(Source records)
☆ ☆ ☆ ☆ ☆ ☆ ☆

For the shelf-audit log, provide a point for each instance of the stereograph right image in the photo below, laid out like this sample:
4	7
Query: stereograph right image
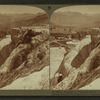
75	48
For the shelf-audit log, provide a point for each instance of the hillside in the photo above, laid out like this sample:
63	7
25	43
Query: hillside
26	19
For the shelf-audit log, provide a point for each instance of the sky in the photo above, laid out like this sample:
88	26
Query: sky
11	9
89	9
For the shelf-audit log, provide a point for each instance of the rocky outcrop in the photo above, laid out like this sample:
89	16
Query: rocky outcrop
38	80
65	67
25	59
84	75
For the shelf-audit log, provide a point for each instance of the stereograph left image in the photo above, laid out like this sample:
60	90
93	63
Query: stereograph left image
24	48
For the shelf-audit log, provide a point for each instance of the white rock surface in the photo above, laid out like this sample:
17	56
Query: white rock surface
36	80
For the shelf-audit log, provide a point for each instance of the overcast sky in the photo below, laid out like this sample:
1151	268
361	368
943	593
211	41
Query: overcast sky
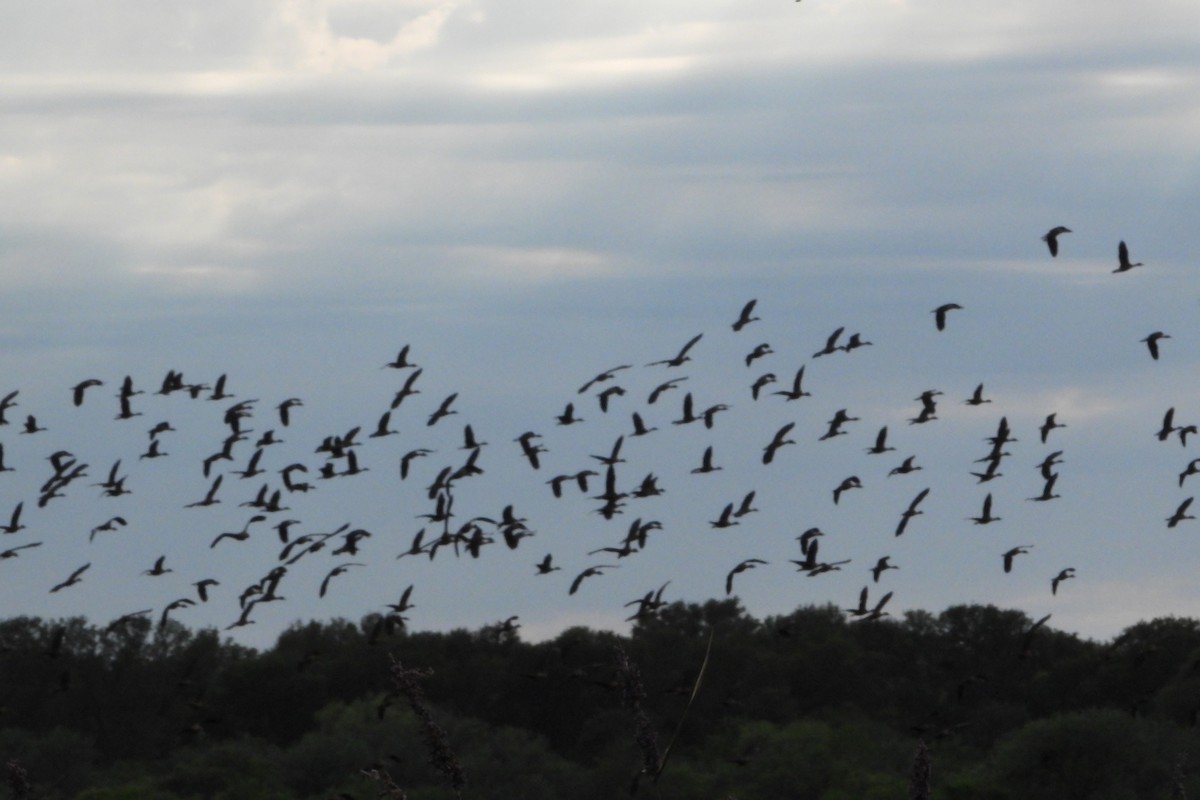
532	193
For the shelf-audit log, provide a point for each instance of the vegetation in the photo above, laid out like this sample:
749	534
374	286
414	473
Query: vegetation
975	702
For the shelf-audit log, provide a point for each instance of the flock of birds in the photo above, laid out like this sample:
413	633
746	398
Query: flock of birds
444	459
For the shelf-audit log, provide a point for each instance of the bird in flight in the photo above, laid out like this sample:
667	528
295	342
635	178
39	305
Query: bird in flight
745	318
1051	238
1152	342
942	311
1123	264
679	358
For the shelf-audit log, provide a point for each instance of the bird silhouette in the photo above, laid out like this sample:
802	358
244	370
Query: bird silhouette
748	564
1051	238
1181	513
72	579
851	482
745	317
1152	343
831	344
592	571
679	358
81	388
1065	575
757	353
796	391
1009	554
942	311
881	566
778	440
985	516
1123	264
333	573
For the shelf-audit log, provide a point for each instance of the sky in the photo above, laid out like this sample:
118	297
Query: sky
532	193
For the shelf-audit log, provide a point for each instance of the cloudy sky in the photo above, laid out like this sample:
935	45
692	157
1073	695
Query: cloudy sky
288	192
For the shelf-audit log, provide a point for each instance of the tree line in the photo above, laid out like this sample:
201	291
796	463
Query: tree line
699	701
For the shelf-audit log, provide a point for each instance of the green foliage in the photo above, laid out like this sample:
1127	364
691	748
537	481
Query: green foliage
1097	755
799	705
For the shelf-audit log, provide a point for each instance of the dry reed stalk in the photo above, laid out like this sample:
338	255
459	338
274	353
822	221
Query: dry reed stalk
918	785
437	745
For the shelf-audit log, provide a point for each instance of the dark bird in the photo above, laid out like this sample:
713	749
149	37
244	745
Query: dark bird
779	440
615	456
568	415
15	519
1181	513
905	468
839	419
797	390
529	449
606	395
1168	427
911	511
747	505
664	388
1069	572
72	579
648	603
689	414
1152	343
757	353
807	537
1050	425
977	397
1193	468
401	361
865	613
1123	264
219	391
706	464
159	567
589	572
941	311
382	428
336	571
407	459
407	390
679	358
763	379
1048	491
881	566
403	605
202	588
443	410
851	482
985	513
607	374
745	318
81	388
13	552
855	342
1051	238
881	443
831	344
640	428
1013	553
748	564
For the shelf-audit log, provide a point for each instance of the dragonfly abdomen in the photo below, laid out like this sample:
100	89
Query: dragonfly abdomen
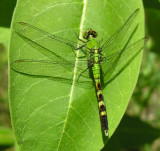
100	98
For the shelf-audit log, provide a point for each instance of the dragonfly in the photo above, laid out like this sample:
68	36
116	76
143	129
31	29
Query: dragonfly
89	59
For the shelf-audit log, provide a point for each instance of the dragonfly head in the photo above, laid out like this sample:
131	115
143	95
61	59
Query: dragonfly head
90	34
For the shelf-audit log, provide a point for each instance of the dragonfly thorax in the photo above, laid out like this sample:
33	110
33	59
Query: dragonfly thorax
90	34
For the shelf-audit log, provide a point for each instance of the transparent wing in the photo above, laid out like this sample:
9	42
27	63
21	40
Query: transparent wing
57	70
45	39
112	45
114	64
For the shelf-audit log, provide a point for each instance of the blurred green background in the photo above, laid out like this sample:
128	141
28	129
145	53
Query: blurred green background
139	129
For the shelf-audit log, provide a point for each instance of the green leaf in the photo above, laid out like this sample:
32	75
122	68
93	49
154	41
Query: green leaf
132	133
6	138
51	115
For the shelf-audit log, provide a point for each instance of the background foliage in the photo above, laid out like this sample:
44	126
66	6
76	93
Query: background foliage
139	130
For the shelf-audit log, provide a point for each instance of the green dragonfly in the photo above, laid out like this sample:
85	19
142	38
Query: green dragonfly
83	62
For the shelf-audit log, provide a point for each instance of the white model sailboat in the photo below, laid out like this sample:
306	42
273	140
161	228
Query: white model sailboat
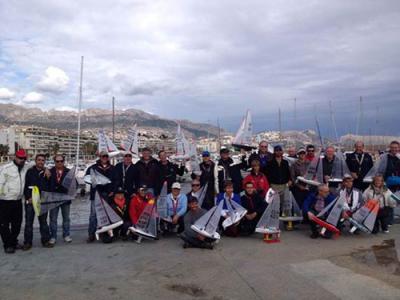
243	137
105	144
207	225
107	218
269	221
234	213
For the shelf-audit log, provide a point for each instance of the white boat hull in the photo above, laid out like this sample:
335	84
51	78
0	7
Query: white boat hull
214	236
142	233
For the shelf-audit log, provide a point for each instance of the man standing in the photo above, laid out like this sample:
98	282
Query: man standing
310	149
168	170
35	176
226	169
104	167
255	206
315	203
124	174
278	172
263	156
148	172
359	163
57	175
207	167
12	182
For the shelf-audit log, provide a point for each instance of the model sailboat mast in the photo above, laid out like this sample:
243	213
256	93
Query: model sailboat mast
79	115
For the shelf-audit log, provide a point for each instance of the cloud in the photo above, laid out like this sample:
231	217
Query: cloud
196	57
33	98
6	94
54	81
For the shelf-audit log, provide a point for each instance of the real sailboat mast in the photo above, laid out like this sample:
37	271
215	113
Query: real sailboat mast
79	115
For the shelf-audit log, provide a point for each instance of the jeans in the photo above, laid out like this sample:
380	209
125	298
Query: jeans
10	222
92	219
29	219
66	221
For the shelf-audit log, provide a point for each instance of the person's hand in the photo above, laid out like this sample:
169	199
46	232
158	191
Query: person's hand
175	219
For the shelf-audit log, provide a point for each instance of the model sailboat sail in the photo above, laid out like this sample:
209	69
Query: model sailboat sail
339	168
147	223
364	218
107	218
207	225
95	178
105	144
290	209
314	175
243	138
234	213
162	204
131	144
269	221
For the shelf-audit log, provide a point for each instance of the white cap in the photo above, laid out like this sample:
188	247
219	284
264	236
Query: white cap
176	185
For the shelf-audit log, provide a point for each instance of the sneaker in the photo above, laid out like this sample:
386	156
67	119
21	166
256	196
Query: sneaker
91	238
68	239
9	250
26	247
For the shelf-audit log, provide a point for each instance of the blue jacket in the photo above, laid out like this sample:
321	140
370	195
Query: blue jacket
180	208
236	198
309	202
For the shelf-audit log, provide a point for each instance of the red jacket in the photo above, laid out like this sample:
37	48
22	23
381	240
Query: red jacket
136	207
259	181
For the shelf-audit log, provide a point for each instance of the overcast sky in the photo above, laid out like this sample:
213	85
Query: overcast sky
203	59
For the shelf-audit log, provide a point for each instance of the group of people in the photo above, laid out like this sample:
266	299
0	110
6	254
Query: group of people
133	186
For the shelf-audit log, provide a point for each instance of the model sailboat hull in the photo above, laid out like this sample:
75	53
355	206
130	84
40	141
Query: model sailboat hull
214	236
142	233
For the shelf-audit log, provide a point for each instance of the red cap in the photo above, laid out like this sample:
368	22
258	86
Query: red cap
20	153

☆ ☆ ☆ ☆ ☆ ☆ ☆

_Exercise description:_
Give back all entries exactly. No pictures belong in the copy.

_Solution for this exercise:_
For the shelf-audit log, provide a point for each instance of the stereograph right image in the photo below, laid out like this sample:
4	7
Query: stereograph right image
75	48
For the shelf-audit log, provide a point for each instance of the hillside in the photo above, laid out like this sample:
63	7
25	43
Query: hillside
26	19
For the shelf-audit log, provide a point for each instance of the sky in the photo above, laid out like this sample:
88	26
Query: sky
11	9
89	9
For the shelf-audit log, provide a point for each instance of the rocky outcrop in the photo above, laid out like this sample:
89	16
Query: rocky outcrop
38	80
65	67
25	59
84	75
For the shelf-audit log, provide a point for each instance of the stereograph left image in the photo above, laid out like this sample:
60	90
93	63
Query: stereograph left image
24	48
For the shelf-audit log, provide a point for each instance of the white rock surface in the photo above, laid out like this sample:
17	56
Query: white rock surface
36	80
For the shelf-audit log, provide a point for each instance of the overcast sky in the photo below, laid out like this sample:
1151	268
361	368
943	593
211	41
Query: overcast sky
532	193
For the shelf-audit log, provide a point for each instance of the vegetation in the photo above, laid out like this sample:
749	534
374	286
414	473
Query: vegetation
975	702
For the shelf-audit log, provide a point for each instance of the flock of birds in the photo above, laid out like this sample:
413	633
746	398
Query: flock of birds
444	459
For the shelf-audit log, provide a point for each instance of the bird in flight in the photo above, laid out like this sample:
667	528
295	342
635	178
39	305
Query: bird in flight
745	318
1051	238
1152	342
942	311
1123	264
679	358
For the shelf-audit log, provide a point for each instance of the bird silhouette in the photo above, laid out like this sample:
802	358
244	370
Query: bird silhouette
748	564
1051	238
1181	513
72	579
851	482
745	317
1152	343
831	344
592	571
679	358
81	388
1065	575
757	353
796	391
1009	554
942	311
881	566
778	440
985	516
1123	264
333	573
For the shelf-audit log, provide a point for each instance of the sky in the photo above, laid out like this sample:
118	297
Query: sky
532	193
For the shelf-audit log, provide a point for each instance of the cloudy sky in the photo above, laid out like this sample:
935	45
692	157
1073	695
Query: cloudy sky
288	192
For the shelf-audit log, provide a point for each instance of the tree line in the photo above, laid out like this sample:
201	291
796	463
Query: tree line
699	701
For the shelf-audit log, provide a point for each instance of the green foliage in the photo above, laid out like this sample:
1127	364
691	748
537	481
Query: green foliage
1097	755
799	705
For the shelf-audit log, provide a point for each instance of the dry reed stalk in the photo above, laid out like this sample:
338	255
459	338
274	353
822	221
Query: dry reed stalk
918	785
437	745
For the shelf-audit log, provide a point for each instance of the dark bird in the photo above, laid out like this sample:
713	749
149	37
244	745
Query: dark bird
779	440
615	456
568	415
15	519
1181	513
905	468
839	419
797	390
529	449
606	395
1168	427
911	511
747	505
664	388
1069	572
72	579
648	603
689	414
1152	343
757	353
807	537
1050	425
977	397
1193	468
401	361
865	613
1123	264
219	391
706	464
159	567
589	572
941	311
382	428
336	571
407	459
407	390
679	358
763	379
1048	491
881	566
403	605
202	588
443	410
851	482
985	513
607	374
745	318
81	388
13	552
855	342
1051	238
881	443
831	344
640	428
1013	553
748	564
For the shelf-audit log, provide a point for each instance of the dragonfly abdomen in the photo below, laid out like this sample:
100	89
Query: dragonfly abdomen
100	98
For the shelf-audit log, provide a point for each instance of the dragonfly in the photo above, laid out like this sample:
68	36
116	76
143	129
31	29
Query: dragonfly
89	59
For the shelf-audit log, provide a point for each instance of the dragonfly head in the photo above, laid out like this sample:
131	115
143	95
61	59
Query: dragonfly head
90	34
For the shelf-audit log, provide a point for each instance of the dragonfly thorax in the photo above, laid out like this sample:
33	110
33	59
Query: dragonfly thorax
90	34
For the shelf-audit log, provide a point for each instance of the transparent wing in the photo above, laid out like this sample:
9	42
27	63
21	40
Query: transparent wing
57	70
45	39
112	45
114	64
For the shelf-audit log, provide a point for each instance of the blurred green background in the photo above, laid out like this sample:
128	141
28	129
145	53
Query: blurred green background
139	129
For the shelf-audit log, provide a point for each instance of the green leaf in the photo above, laid out like this sample:
32	75
122	68
93	49
154	41
Query: green leaf
132	133
6	138
51	115
For the shelf-audit log, provide a point for each instance of the background foliage in the photo above, laid out like this sample:
44	126
66	6
76	93
Query: background foliage
139	130
For the shelf-audit log, provide a point for each instance of the green dragonfly in the photo above, laid out like this sample:
85	19
142	38
Query: green dragonfly
83	62
For the shelf-audit log, provide a point for each instance of the white model sailboat in the photo below, laid out like this sample:
306	42
273	140
161	228
Query: white model sailboat
243	137
105	144
207	225
107	218
269	221
234	213
For the shelf-audit log, provide a point for each instance of the white boat hull in the photo above, laid out like this sample:
335	84
51	78
0	7
Query: white boat hull
214	236
142	233
For the shelf-audit log, provide a point for each instance of the man standing in the photo above, laid out like this sample:
98	282
Query: man standing
310	149
168	170
35	176
226	169
104	167
255	206
315	203
124	174
278	172
263	156
148	172
359	163
57	175
207	167
12	182
For the shelf-audit log, provide a point for each instance of the model sailboat mast in the photo above, laid out like this sample:
243	213
256	93
Query: model sailboat mast
79	115
For the shelf-audit log, provide a point for each instance of the cloud in the photo above, laid out like this sample:
231	217
Query: cloud
196	57
33	98
6	94
54	81
For the shelf-audit log, provide a point for each instance of the real sailboat mast in the photo above, laid out like this sample:
37	271
215	113
Query: real sailboat mast
79	115
For the shelf-audit log, provide a point for each instance of the jeans in the photo above, laid out like this sample:
380	209
125	298
Query: jeans
10	222
92	219
29	219
66	221
For the shelf-audit log, provide a point for each instance of the person's hand in the photo above, laid out like this sample:
169	199
46	232
158	191
Query: person's hand
175	219
For the shelf-audit log, provide a point for each instance of the model sailboat sail in the photo above, laid out like this sample:
209	69
Query: model sailboat sail
339	168
147	223
364	218
107	218
207	225
95	178
105	144
290	209
314	175
243	138
234	213
162	204
131	144
269	221
For the shelf-audit log, provide a point for each instance of the white cap in the photo above, laid out like this sample:
188	247
219	284
264	236
Query: white cap
176	185
For the shelf-audit log, provide a point for each instance of the sneaker in the photo above, laid out like this sample:
386	156
67	119
21	166
256	196
Query: sneaker
91	238
68	239
9	250
26	247
For the shelf-audit log, provide a point for each instance of the blue jacket in the photo above, laid out like this sample:
321	140
370	195
Query: blue jacket
180	208
236	198
309	202
For the shelf-audit log, provide a point for each instance of the red jacket in the photo above, laid out like this sample:
37	48
22	23
381	240
Query: red jacket
136	207
259	181
For the shelf-audit log, provide a point for each instance of the overcast sky in the photo above, laid out like this sample:
213	85
Query: overcast sky
203	59
For the shelf-audit log, provide a point for each instance of the group of people in the photo above, laid out like this sample:
266	299
0	110
6	254
Query: group of people
133	186
For the shelf-audit log, provide a point for each instance of the model sailboat hull in the photo above, laid out like this sample:
75	53
355	206
130	84
40	141
Query: model sailboat hull
214	236
142	233
For the shelf-audit log, provide a point for each instance of the red cap in the photo above, laid out like this sample:
368	22
258	86
Query: red cap
20	153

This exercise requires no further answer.